(Text begins)
Developmental Audiologist

In all likelihood, you have never heard of a developmental audiologist before coming to Hearing Kids.
You may be wondering, just what is a developmental audiologist and how do they differ from a clinical or educational audiologist?
Clinical audiologists are healthcare professionals, who measure a person’s ability to hear sounds and appropriately catagorize the type and degree of hearing loss.  Some also measure a person’s listening ability, known as auditory processing.
Educational audiolgists are experts in the unique listening needs in the educational setting.  This includes providing auditory access for the student who lacks optimal access, while taking into account potential equipment conflicts if there are other students in that school that already have equipment allowing for auditory access.

I (Chanie Monoker) began my audiolgical career as an educational audiologist.
In that role I was responsile for ensuring children diagnosed elsewhere received optimal auditory access within the educational setting.  But assessment was still limited to auditory acuity, not processing.  Even those children who had been diagnosed privately with an auditory processing disorder simply received improved auditory access via an FM system, but no support for their listening skills.
When I began working with a developmental optometrist I was exposed to a paradigm shift, looking at the functions of the system beyond mere acuity as well as looking at the patient’s functional experience.
This paradigm gave birth to the developmental audiologist, someone who has the necessary background to check development as it relates to the medical side of things and can inform you how this will impact your child’s academic and social performance.  This involved extensive research into development of auditory function and how this could be assessed in younger children.  Resulting in aplace where you can have an assessment of auditory processing for your child as young as 4 years old.  As the child develops and his system matures the testing becomes more extensive.
This is really no different than how motor, speech and language skills are assessed.  So why wait until a child is behind in reading to learn that his auditory processing skills need work for him to learn how to read well?  We don’t do this for other areas of development!
(Text ends)
Questions to answer:
- 1) Answer these questions about the developmental audiologist text:
(a) How young can a child be to have an auditory processing assessment?
(b) In what role did Chanie Monoker begin an audiological career?
(c) Working with what kind of professional led to the paradigm shift the text describes?
- 2) Rewrite the part of the developmental audiologist text that opens with "In all likelihood, you" and closes with "as auditory processing.", swapping "healthcare" for "medical".
(Information supplied begins)
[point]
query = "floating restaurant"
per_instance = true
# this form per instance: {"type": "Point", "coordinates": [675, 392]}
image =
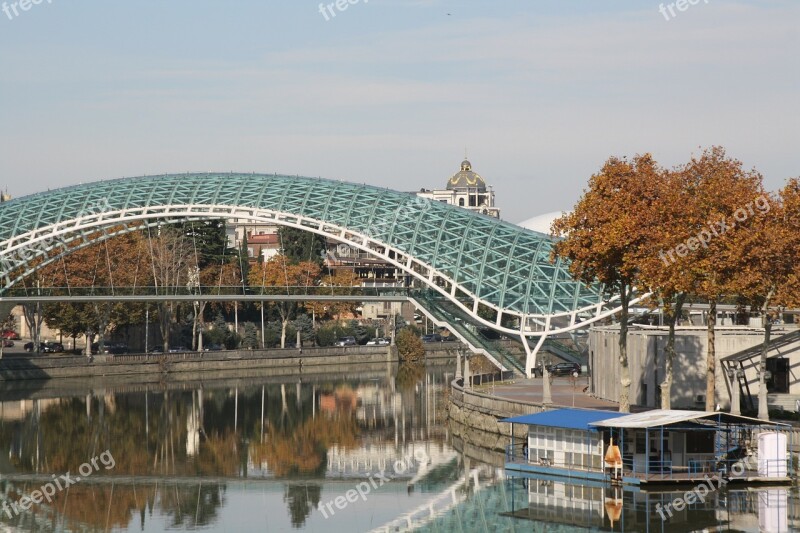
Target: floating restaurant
{"type": "Point", "coordinates": [658, 446]}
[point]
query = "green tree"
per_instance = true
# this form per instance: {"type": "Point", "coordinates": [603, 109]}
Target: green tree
{"type": "Point", "coordinates": [299, 245]}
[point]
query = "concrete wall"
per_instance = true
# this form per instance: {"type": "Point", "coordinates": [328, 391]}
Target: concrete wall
{"type": "Point", "coordinates": [646, 360]}
{"type": "Point", "coordinates": [474, 416]}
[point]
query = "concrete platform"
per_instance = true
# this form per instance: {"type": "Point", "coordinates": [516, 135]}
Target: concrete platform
{"type": "Point", "coordinates": [565, 391]}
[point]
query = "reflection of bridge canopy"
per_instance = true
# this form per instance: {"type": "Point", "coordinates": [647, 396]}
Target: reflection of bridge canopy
{"type": "Point", "coordinates": [460, 256]}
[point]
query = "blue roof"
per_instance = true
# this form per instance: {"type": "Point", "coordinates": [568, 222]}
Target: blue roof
{"type": "Point", "coordinates": [565, 418]}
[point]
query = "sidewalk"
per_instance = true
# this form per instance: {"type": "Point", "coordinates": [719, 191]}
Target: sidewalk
{"type": "Point", "coordinates": [565, 391]}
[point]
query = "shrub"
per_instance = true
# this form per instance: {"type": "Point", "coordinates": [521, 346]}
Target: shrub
{"type": "Point", "coordinates": [409, 346]}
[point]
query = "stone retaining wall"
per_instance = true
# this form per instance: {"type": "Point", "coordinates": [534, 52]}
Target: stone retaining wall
{"type": "Point", "coordinates": [474, 417]}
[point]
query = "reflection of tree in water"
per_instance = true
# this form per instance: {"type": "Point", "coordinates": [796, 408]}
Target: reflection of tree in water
{"type": "Point", "coordinates": [107, 506]}
{"type": "Point", "coordinates": [192, 506]}
{"type": "Point", "coordinates": [408, 376]}
{"type": "Point", "coordinates": [296, 444]}
{"type": "Point", "coordinates": [148, 433]}
{"type": "Point", "coordinates": [301, 499]}
{"type": "Point", "coordinates": [303, 450]}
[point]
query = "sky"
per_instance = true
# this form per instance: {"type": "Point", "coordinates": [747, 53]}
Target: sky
(Information supplied ends)
Solutions to the exercise:
- 1)
(a) As young as 4 years old.
(b) As an educational audiologist.
(c) A developmental optometrist.

- 2)
In all likelihood, you have never heard of a developmental audiologist before coming to Hearing Kids.
You may be wondering, just what is a developmental audiologist and how do they differ from a clinical or educational audiologist?
Clinical audiologists are medical professionals, who measure a person’s ability to hear sounds and appropriately catagorize the type and degree of hearing loss.  Some also measure a person’s listening ability, known as auditory processing.